----- MATERIAL PROVIDED

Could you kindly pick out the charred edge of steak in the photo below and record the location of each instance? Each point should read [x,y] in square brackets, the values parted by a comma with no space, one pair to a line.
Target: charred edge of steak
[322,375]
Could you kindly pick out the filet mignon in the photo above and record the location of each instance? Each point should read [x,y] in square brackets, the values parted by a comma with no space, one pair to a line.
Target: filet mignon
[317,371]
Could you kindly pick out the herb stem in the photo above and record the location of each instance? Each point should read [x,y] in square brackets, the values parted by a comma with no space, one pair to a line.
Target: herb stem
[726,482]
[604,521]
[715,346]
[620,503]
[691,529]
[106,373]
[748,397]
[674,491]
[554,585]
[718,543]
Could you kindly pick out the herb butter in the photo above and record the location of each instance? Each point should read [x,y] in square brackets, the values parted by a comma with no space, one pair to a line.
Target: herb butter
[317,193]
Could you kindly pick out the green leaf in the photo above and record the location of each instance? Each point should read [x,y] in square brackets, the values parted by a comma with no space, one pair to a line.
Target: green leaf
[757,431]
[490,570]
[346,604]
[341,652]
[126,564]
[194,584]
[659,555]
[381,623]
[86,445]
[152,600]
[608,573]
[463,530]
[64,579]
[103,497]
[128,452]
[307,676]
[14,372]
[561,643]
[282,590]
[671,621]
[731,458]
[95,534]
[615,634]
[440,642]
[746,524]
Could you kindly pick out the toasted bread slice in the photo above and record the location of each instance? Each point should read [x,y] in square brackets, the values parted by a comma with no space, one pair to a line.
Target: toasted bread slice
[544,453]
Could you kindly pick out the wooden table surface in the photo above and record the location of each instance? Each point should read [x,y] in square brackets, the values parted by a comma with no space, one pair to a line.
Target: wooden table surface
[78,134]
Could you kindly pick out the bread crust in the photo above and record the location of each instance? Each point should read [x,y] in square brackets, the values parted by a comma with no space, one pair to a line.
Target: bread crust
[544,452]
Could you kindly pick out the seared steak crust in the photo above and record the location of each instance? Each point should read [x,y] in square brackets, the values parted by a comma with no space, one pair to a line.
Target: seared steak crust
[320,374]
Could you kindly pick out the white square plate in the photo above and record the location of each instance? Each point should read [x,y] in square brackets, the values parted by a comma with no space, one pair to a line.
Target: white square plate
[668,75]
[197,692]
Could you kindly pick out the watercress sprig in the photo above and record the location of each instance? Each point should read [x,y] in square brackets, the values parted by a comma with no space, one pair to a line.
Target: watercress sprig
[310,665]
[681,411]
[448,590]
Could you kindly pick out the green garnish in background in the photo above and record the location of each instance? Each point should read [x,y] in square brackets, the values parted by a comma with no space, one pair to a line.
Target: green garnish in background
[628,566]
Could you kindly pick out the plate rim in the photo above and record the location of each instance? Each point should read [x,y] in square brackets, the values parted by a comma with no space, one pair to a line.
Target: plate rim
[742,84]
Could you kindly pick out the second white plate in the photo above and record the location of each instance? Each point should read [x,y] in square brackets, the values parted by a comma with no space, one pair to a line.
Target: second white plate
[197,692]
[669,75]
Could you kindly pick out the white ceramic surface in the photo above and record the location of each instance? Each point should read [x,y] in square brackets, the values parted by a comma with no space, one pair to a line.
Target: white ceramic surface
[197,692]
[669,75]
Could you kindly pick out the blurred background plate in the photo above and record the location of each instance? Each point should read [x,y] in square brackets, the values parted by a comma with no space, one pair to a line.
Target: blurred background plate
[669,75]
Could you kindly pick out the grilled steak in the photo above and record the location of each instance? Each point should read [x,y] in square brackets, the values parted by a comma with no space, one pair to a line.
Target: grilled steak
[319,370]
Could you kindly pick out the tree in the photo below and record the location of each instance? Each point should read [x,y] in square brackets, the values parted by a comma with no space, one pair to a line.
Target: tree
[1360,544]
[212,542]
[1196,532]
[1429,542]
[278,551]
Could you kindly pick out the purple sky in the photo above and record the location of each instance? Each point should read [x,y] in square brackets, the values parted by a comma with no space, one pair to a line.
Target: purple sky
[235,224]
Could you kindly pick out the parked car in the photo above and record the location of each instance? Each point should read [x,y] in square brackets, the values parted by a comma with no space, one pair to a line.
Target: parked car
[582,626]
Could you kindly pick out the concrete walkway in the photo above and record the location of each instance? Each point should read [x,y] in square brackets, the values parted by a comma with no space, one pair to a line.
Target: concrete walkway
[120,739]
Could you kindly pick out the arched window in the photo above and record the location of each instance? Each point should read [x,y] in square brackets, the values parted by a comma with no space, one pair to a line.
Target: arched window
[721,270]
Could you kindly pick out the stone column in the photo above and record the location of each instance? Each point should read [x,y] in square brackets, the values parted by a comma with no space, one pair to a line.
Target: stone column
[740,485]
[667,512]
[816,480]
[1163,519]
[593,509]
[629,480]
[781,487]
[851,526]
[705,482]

----------

ACTIVITY: Show every line of the data that includes the string "below".

TASK RESULT:
Could you kindly pick out the charred edge of steak in the photo below and record the location of each instance? Each point should read [x,y] in square brackets, the values parted by a comma with no space, one pair to a line.
Could you kindly pick out the tree in the photo below and record the location of each instance? Each point should read [x,y] in square brackets, the values parted by a comma with no space, one pair to a line.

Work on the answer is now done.